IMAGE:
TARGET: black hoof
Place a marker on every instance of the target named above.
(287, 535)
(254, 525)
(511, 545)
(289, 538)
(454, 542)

____________________

Reproduce the material above with "dot" substituted for "marker" and every other word left unchanged.

IMAGE:
TARGET: black hoof
Place a dot on every instance of the target named above.
(287, 535)
(254, 525)
(511, 545)
(289, 538)
(454, 542)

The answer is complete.